■ Assigned task ■
In the data below, find the line that contains "Each pair is formatted like [341, 209]." and the line that contains "Each pair is formatted like [129, 192].". Copy both, plus every line between them, exactly.
##### Data #####
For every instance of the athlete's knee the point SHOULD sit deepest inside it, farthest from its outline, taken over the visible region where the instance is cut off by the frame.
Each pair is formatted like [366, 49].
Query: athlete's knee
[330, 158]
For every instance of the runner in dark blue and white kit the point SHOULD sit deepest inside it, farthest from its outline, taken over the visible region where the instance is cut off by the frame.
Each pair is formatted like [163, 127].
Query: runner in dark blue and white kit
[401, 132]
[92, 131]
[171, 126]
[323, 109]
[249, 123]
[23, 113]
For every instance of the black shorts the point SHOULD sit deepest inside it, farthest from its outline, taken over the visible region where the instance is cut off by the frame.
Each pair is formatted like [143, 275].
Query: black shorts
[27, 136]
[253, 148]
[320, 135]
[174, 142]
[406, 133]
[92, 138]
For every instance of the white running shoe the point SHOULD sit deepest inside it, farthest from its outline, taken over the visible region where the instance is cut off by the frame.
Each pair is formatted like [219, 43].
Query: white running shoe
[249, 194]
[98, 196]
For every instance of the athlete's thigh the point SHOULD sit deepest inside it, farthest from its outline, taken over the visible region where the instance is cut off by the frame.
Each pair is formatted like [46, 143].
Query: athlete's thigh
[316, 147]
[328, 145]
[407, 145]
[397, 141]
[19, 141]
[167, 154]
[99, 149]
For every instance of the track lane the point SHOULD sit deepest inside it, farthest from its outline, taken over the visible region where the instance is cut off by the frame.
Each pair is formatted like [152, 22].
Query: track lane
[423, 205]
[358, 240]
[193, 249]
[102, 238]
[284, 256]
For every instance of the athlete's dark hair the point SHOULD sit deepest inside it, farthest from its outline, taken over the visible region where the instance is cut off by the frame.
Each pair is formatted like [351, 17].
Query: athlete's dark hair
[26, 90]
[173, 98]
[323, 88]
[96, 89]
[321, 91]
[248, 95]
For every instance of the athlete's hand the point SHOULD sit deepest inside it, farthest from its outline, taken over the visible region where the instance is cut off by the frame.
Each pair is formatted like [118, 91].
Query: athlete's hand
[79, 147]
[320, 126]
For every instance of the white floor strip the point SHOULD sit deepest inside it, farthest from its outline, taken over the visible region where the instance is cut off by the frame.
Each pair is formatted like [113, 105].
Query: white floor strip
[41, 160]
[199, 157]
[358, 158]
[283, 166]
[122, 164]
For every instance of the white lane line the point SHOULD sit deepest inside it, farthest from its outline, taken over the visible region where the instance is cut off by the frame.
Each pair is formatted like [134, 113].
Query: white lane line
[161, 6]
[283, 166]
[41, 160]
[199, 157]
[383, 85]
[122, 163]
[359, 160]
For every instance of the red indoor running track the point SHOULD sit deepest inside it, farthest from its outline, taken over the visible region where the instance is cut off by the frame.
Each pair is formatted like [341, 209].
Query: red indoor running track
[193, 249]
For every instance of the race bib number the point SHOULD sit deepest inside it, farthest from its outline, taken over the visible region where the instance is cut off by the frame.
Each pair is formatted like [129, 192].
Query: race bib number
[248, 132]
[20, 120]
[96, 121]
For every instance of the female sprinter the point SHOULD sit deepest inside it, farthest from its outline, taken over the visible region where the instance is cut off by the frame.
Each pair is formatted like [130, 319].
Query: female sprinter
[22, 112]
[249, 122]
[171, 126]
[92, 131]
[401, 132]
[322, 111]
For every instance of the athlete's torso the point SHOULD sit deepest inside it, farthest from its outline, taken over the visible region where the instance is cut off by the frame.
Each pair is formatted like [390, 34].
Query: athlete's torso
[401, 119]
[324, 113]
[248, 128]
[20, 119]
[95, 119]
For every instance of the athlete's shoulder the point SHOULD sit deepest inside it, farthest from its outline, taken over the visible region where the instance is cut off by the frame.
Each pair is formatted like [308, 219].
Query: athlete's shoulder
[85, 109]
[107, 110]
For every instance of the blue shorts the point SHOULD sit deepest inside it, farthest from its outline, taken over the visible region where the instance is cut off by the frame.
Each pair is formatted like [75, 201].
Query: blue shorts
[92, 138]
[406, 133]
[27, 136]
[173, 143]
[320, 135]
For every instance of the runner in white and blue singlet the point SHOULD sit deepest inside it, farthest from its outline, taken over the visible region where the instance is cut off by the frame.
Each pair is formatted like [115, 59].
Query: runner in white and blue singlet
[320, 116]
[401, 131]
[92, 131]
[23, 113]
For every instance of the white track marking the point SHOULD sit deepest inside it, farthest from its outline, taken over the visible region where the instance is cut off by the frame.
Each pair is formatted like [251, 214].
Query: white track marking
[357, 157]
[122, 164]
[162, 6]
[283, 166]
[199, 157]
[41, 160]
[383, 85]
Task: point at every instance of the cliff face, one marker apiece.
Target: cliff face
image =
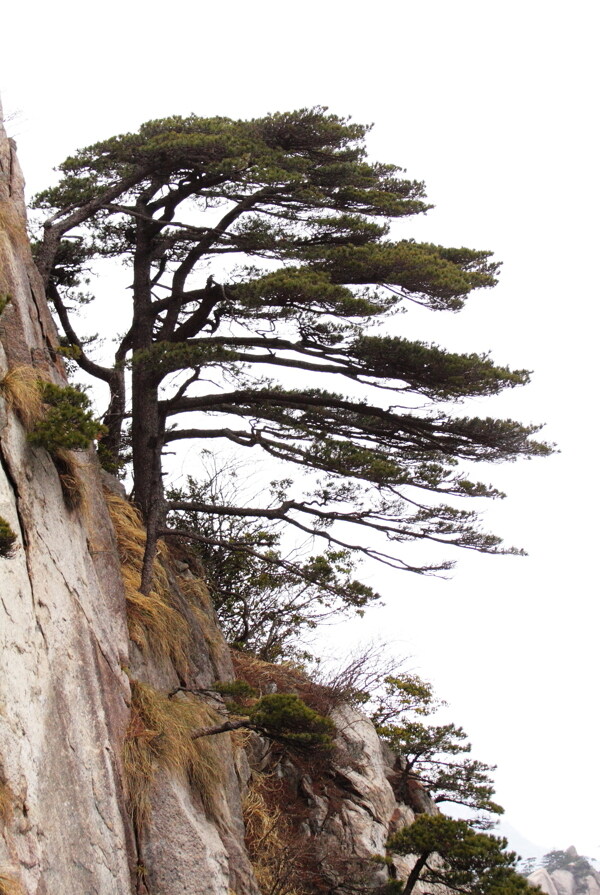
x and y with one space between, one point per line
567 874
100 789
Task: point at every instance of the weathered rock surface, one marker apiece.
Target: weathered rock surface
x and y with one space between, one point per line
574 876
66 666
64 696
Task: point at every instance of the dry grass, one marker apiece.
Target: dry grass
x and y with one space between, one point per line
6 802
159 735
154 625
10 886
270 841
20 388
13 224
261 675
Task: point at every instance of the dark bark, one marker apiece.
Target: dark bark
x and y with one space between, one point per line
413 877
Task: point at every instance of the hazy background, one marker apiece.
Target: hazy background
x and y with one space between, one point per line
494 105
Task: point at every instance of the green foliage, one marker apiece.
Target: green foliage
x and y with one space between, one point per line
435 755
450 853
8 539
236 694
267 601
67 422
286 717
294 204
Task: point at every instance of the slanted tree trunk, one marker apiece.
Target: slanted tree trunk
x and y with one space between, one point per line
415 873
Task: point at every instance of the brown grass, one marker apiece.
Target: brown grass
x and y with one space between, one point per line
10 886
6 802
159 735
274 855
154 625
20 388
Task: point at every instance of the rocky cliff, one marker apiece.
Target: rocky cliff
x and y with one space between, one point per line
566 873
102 788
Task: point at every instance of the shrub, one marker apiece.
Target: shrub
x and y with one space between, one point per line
7 538
67 422
285 716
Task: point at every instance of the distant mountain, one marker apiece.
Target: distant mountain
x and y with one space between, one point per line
517 842
566 873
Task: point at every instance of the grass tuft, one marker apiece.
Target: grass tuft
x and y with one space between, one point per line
10 886
154 625
20 388
7 800
271 843
159 735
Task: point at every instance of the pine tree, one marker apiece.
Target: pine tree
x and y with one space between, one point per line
293 200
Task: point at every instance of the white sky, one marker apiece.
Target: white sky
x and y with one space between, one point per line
494 105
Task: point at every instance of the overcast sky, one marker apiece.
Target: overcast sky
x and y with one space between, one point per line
494 105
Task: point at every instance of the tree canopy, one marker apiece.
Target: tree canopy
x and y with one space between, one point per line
437 756
264 277
451 854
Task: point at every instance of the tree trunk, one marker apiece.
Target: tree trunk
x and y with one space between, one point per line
415 873
147 429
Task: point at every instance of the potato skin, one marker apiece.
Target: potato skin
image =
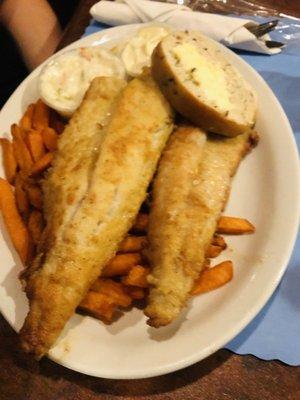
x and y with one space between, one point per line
186 103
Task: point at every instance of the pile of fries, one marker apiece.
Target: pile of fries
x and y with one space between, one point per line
124 280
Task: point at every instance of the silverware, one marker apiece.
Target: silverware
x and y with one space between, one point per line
262 29
272 44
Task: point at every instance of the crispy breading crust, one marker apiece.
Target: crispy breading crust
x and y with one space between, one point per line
126 159
189 193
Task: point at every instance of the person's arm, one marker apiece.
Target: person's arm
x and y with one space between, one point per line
34 27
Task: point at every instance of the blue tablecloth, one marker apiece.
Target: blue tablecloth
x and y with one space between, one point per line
275 332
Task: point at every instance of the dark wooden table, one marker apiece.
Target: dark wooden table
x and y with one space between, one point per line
222 376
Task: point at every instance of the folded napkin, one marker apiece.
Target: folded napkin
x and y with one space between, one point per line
231 31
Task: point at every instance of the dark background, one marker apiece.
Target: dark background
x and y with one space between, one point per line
12 67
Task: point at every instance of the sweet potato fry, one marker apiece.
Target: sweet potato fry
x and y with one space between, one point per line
218 240
41 114
132 244
213 251
34 194
136 293
42 164
36 226
98 305
13 221
9 161
35 145
21 152
137 276
26 120
114 290
234 226
21 197
121 264
50 138
213 278
141 223
56 122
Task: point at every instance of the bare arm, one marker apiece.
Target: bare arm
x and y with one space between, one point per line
34 27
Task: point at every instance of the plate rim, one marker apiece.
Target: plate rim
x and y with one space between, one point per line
258 305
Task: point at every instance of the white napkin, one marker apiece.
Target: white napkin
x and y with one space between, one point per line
230 31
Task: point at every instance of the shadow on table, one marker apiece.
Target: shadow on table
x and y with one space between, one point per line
55 373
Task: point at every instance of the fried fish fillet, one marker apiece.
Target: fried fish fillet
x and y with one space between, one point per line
189 193
117 180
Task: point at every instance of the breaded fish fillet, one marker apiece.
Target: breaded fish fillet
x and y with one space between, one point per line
138 129
189 193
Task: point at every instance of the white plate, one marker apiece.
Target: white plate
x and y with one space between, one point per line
265 190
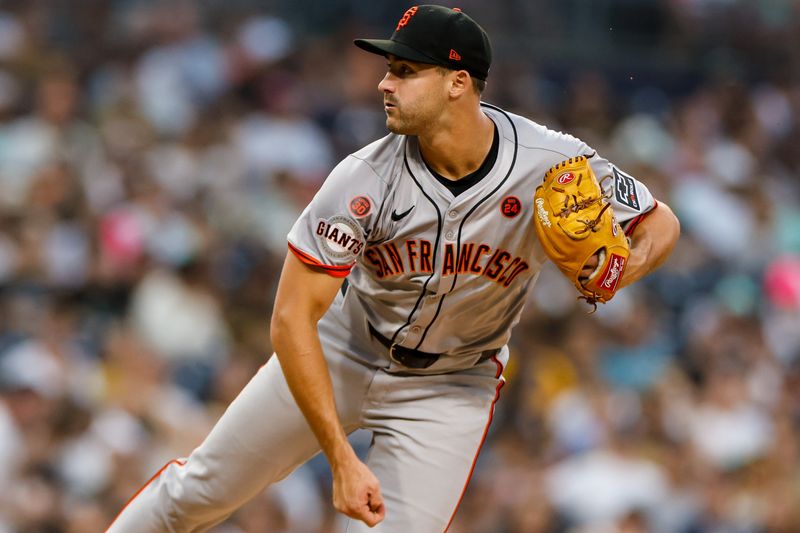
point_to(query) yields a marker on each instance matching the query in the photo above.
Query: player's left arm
(652, 240)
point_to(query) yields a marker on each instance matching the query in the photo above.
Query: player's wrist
(342, 457)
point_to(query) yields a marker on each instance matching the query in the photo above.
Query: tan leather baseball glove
(574, 221)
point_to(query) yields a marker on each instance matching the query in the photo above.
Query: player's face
(414, 96)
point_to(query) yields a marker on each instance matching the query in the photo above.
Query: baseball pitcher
(403, 280)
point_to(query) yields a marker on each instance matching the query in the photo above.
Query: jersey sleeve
(630, 198)
(331, 232)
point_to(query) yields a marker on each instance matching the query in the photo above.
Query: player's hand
(357, 493)
(589, 268)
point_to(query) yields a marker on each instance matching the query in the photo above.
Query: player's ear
(460, 82)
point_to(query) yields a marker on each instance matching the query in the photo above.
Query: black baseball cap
(437, 35)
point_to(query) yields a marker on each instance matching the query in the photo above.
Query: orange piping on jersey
(636, 221)
(156, 476)
(335, 271)
(483, 438)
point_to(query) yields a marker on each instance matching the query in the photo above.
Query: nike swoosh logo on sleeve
(396, 216)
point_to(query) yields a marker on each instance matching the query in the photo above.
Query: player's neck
(458, 147)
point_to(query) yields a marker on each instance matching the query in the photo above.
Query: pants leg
(259, 440)
(428, 431)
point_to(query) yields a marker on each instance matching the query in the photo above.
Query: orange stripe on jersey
(333, 270)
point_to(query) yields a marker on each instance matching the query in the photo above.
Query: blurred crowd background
(153, 155)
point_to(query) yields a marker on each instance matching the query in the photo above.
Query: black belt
(415, 358)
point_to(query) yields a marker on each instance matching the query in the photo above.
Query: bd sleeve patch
(625, 189)
(340, 237)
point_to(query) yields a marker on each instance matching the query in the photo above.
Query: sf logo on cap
(406, 17)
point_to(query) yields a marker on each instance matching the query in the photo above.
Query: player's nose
(386, 85)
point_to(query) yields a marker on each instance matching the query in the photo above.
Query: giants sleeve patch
(625, 187)
(340, 237)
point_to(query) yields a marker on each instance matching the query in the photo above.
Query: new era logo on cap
(437, 35)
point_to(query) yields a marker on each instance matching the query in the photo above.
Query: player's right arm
(304, 295)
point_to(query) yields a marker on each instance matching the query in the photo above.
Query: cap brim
(384, 47)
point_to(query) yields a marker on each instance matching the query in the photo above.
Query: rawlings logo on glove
(574, 222)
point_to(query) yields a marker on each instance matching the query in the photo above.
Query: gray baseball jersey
(439, 273)
(435, 272)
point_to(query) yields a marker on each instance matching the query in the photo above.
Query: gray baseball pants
(427, 432)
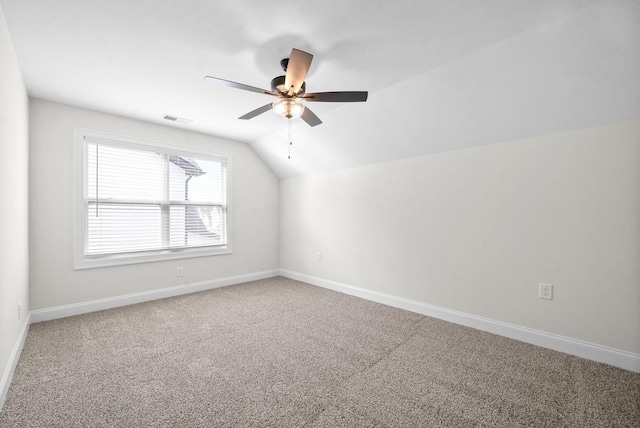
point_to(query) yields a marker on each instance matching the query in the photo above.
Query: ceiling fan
(290, 91)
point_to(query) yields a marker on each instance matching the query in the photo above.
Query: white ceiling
(441, 74)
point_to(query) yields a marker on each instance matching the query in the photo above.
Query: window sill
(91, 262)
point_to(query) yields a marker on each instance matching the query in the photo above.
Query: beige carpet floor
(281, 353)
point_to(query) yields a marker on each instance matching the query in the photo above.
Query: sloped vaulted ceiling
(441, 75)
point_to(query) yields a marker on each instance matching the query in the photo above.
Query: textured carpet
(280, 353)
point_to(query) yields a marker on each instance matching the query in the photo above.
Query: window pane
(196, 225)
(196, 180)
(123, 228)
(123, 173)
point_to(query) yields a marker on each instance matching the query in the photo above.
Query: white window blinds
#####
■ Response ■
Each pair is formatted like [341, 209].
Query: red indoor running track
[193, 249]
For every instance of the race bib number the point SHOULD sit deepest inside it, farthest from its outline, taken over the visible region where the instance is cut off by the frame.
Each pair is formatted like [129, 192].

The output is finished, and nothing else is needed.